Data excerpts
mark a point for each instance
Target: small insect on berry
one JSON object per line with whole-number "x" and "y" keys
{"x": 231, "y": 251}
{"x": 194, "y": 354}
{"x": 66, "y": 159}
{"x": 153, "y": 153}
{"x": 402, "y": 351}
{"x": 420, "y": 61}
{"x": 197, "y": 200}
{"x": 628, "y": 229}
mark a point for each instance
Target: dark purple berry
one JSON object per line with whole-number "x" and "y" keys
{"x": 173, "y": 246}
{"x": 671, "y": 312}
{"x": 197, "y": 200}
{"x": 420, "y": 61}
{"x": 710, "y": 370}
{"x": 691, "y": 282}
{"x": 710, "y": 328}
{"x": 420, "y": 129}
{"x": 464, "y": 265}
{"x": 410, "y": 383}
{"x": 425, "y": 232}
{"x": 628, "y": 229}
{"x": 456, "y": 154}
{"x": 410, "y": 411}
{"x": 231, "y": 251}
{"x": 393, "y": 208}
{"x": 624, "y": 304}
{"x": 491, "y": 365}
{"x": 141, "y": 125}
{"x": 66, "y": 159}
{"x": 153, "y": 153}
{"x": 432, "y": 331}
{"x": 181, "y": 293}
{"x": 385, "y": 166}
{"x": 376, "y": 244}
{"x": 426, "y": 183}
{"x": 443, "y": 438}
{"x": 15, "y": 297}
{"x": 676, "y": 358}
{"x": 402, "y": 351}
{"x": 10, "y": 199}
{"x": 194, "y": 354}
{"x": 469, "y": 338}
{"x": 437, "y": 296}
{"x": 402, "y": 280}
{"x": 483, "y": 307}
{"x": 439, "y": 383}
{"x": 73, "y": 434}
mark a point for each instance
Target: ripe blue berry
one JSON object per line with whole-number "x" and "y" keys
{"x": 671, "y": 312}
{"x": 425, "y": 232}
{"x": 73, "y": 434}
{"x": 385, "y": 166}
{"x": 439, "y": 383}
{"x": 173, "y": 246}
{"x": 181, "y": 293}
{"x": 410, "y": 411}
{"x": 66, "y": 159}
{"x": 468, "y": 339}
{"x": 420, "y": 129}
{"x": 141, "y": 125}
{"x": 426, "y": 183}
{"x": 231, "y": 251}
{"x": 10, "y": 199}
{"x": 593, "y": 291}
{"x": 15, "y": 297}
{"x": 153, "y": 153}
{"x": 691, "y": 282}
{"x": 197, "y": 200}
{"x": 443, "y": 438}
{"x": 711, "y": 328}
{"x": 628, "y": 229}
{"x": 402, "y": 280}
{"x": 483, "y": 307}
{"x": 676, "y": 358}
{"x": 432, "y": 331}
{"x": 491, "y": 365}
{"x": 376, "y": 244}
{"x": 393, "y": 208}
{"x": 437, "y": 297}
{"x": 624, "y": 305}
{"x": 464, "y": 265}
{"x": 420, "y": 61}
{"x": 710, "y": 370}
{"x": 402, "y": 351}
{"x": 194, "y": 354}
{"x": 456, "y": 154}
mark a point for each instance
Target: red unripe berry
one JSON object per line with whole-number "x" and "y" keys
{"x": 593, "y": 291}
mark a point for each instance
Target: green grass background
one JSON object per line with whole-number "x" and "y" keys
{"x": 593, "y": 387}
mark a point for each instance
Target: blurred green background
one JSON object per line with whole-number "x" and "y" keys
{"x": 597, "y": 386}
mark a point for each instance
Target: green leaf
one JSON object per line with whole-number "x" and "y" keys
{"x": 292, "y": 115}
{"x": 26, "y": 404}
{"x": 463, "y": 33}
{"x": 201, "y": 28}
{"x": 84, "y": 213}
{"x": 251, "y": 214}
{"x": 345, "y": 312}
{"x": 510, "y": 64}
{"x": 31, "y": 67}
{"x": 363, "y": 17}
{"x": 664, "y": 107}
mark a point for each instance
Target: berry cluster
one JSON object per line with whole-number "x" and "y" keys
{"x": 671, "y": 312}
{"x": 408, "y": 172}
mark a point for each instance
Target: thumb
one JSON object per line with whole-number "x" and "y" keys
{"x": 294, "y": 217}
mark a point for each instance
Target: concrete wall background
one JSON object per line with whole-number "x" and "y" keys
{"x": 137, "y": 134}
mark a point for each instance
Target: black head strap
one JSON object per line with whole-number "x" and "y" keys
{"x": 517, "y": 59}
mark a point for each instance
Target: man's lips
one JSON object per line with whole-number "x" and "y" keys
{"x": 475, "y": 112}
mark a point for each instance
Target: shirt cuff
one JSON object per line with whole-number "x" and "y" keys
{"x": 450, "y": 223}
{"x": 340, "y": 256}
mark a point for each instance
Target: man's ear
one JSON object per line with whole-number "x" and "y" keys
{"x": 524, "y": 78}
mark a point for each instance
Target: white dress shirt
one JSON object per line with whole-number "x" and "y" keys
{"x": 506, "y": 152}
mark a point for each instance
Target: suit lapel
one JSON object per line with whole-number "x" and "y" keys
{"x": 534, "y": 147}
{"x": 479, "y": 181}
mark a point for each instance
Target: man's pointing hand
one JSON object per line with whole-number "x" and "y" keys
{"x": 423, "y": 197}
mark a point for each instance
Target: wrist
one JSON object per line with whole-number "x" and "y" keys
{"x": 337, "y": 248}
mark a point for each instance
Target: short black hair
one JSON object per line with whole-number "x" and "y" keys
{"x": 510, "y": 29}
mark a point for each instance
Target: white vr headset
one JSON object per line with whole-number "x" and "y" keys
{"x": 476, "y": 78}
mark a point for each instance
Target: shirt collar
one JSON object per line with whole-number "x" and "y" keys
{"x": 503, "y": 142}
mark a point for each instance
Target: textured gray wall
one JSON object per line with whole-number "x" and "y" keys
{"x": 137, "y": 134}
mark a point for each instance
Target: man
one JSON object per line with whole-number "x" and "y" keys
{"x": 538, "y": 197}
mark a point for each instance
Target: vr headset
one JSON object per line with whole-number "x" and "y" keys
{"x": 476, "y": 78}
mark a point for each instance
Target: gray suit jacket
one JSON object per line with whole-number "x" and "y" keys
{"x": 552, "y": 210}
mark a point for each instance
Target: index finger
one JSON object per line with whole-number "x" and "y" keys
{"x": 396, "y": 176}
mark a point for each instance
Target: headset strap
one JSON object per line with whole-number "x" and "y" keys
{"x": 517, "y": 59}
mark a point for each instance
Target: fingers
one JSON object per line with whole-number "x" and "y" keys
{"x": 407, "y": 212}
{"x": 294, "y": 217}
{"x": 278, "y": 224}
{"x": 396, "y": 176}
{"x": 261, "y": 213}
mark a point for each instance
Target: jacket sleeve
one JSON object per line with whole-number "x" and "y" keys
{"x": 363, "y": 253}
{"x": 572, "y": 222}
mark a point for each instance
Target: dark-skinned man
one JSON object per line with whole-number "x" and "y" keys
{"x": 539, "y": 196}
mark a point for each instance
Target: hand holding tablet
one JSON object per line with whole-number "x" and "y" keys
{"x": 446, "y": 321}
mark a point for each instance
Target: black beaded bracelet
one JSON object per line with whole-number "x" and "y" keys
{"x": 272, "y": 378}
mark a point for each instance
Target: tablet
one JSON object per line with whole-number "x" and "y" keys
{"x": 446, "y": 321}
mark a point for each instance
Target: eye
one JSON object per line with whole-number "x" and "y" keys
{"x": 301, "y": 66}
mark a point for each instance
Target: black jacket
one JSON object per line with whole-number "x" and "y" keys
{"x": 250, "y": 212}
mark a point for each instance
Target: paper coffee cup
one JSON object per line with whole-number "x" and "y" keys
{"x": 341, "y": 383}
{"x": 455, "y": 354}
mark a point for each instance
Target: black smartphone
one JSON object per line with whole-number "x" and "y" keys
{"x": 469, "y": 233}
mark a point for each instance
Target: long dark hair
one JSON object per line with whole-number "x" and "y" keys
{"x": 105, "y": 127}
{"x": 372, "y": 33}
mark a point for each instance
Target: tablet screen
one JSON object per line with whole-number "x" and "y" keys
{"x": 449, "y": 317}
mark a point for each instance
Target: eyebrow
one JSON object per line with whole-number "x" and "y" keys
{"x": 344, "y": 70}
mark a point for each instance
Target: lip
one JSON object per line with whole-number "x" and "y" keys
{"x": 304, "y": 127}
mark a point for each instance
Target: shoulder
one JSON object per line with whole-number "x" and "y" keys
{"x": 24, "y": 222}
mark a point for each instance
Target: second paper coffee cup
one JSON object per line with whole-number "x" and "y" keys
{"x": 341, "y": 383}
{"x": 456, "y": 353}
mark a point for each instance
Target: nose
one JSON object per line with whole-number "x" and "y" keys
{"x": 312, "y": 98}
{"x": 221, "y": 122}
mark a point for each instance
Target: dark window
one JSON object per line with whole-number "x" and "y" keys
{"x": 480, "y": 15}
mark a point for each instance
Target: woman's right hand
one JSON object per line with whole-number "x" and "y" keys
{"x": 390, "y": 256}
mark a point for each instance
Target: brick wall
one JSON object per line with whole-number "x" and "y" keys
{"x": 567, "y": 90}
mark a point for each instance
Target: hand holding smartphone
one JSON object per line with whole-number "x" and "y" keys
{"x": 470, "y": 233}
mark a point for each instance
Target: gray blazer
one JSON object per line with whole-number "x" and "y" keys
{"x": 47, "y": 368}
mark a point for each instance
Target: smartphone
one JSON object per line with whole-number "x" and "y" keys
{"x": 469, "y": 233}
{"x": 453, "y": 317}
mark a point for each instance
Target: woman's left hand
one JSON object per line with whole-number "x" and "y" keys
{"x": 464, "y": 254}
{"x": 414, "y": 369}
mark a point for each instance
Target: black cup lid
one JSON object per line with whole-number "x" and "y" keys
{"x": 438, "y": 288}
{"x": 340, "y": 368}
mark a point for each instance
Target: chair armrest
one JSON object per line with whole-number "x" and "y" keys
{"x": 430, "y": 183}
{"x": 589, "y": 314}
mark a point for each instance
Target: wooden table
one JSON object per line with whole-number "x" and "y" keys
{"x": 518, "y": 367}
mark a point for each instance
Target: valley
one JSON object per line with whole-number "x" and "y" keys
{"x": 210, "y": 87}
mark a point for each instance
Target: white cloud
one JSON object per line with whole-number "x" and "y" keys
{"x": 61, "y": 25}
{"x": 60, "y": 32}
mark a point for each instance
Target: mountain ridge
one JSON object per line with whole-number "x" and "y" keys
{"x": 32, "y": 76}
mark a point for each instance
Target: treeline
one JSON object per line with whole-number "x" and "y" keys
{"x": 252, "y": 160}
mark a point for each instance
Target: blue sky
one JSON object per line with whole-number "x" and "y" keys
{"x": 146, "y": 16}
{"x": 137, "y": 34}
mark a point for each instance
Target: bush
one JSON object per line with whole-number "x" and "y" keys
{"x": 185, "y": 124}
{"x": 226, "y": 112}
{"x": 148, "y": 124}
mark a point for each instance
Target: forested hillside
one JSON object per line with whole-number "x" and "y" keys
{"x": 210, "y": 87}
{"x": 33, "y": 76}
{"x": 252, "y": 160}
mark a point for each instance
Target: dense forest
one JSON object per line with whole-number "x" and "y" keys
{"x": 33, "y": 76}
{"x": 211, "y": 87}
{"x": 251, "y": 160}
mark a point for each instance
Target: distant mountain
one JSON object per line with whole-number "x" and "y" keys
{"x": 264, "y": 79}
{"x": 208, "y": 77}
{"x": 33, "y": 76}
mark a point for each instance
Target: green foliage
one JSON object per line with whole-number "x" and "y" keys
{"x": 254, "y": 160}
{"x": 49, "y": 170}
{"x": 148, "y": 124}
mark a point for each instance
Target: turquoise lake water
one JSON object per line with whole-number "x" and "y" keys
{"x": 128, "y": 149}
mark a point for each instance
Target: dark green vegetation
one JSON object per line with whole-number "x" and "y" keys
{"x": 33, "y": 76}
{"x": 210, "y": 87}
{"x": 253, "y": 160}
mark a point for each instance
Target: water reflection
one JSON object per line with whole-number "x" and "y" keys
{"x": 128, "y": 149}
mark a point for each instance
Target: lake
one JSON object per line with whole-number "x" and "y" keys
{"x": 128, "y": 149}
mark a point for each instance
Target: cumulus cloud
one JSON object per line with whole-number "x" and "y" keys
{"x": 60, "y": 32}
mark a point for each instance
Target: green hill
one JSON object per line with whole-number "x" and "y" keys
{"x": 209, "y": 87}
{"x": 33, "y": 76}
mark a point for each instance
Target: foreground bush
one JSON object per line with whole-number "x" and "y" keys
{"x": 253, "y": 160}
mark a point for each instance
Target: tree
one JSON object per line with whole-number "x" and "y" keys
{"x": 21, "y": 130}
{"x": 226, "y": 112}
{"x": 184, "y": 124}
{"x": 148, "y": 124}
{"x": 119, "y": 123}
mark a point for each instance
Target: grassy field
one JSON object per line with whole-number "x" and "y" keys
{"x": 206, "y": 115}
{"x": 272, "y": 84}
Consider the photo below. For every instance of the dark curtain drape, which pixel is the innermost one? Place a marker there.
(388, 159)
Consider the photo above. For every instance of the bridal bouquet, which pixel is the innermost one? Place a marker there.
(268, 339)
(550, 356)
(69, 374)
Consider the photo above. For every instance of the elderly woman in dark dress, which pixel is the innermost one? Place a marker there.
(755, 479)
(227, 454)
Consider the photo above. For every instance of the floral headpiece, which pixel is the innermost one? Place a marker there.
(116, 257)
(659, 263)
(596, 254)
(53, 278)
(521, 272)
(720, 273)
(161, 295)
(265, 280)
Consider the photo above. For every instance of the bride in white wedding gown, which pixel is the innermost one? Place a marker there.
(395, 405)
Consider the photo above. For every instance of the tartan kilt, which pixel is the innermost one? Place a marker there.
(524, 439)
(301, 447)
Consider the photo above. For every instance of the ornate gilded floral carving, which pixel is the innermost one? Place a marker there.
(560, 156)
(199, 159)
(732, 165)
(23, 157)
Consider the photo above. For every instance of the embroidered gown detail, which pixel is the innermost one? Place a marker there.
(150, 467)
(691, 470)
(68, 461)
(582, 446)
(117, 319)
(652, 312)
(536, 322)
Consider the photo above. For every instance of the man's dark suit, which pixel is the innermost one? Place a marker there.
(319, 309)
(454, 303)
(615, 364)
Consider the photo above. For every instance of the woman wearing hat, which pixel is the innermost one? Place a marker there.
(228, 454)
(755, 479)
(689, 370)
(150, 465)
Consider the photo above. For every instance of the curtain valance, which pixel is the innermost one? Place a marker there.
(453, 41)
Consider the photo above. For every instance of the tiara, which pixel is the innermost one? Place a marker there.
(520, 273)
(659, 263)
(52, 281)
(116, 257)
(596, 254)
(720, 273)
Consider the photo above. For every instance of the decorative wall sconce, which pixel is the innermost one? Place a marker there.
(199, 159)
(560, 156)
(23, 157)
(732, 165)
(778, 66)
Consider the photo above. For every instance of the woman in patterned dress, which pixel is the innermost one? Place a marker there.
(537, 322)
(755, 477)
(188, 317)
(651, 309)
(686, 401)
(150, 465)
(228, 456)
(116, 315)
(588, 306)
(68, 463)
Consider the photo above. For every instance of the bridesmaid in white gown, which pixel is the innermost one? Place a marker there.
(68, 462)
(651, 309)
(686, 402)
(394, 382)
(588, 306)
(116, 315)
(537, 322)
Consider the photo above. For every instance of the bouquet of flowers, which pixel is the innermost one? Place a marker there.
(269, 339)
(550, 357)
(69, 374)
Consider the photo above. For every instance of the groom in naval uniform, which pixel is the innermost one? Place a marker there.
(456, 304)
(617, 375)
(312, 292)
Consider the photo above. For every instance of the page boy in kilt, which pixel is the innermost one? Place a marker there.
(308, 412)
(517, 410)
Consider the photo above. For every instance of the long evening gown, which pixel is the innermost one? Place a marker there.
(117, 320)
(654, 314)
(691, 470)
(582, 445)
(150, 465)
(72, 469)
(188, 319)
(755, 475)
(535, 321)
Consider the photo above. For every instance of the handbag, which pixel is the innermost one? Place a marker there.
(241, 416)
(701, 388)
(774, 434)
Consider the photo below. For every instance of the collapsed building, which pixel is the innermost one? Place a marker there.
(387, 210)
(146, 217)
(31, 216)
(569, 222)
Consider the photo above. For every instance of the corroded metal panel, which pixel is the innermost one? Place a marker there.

■ Work order: Copy the entries word for word. Start at the first line and end with the line containing "Target: ripe blue berry".

■ Answer section:
mark a point for each instance
Target: small insect on berry
one JSON object per line with whole-number "x" and "y" keys
{"x": 231, "y": 251}
{"x": 194, "y": 354}
{"x": 66, "y": 159}
{"x": 153, "y": 153}
{"x": 402, "y": 351}
{"x": 420, "y": 61}
{"x": 197, "y": 200}
{"x": 628, "y": 229}
mark a point for each instance
Target: dark purple berry
one JSON object per line with whole-number "x" and "y" keys
{"x": 173, "y": 246}
{"x": 671, "y": 312}
{"x": 197, "y": 200}
{"x": 420, "y": 61}
{"x": 710, "y": 370}
{"x": 691, "y": 282}
{"x": 710, "y": 328}
{"x": 420, "y": 129}
{"x": 464, "y": 265}
{"x": 410, "y": 383}
{"x": 425, "y": 232}
{"x": 628, "y": 229}
{"x": 456, "y": 154}
{"x": 410, "y": 411}
{"x": 231, "y": 251}
{"x": 393, "y": 208}
{"x": 624, "y": 304}
{"x": 491, "y": 365}
{"x": 141, "y": 125}
{"x": 66, "y": 159}
{"x": 153, "y": 153}
{"x": 432, "y": 331}
{"x": 181, "y": 293}
{"x": 385, "y": 166}
{"x": 376, "y": 244}
{"x": 426, "y": 183}
{"x": 443, "y": 438}
{"x": 15, "y": 297}
{"x": 676, "y": 358}
{"x": 402, "y": 351}
{"x": 10, "y": 199}
{"x": 194, "y": 354}
{"x": 469, "y": 338}
{"x": 437, "y": 296}
{"x": 402, "y": 280}
{"x": 483, "y": 307}
{"x": 439, "y": 383}
{"x": 73, "y": 434}
mark a point for each instance
Target: ripe blue berry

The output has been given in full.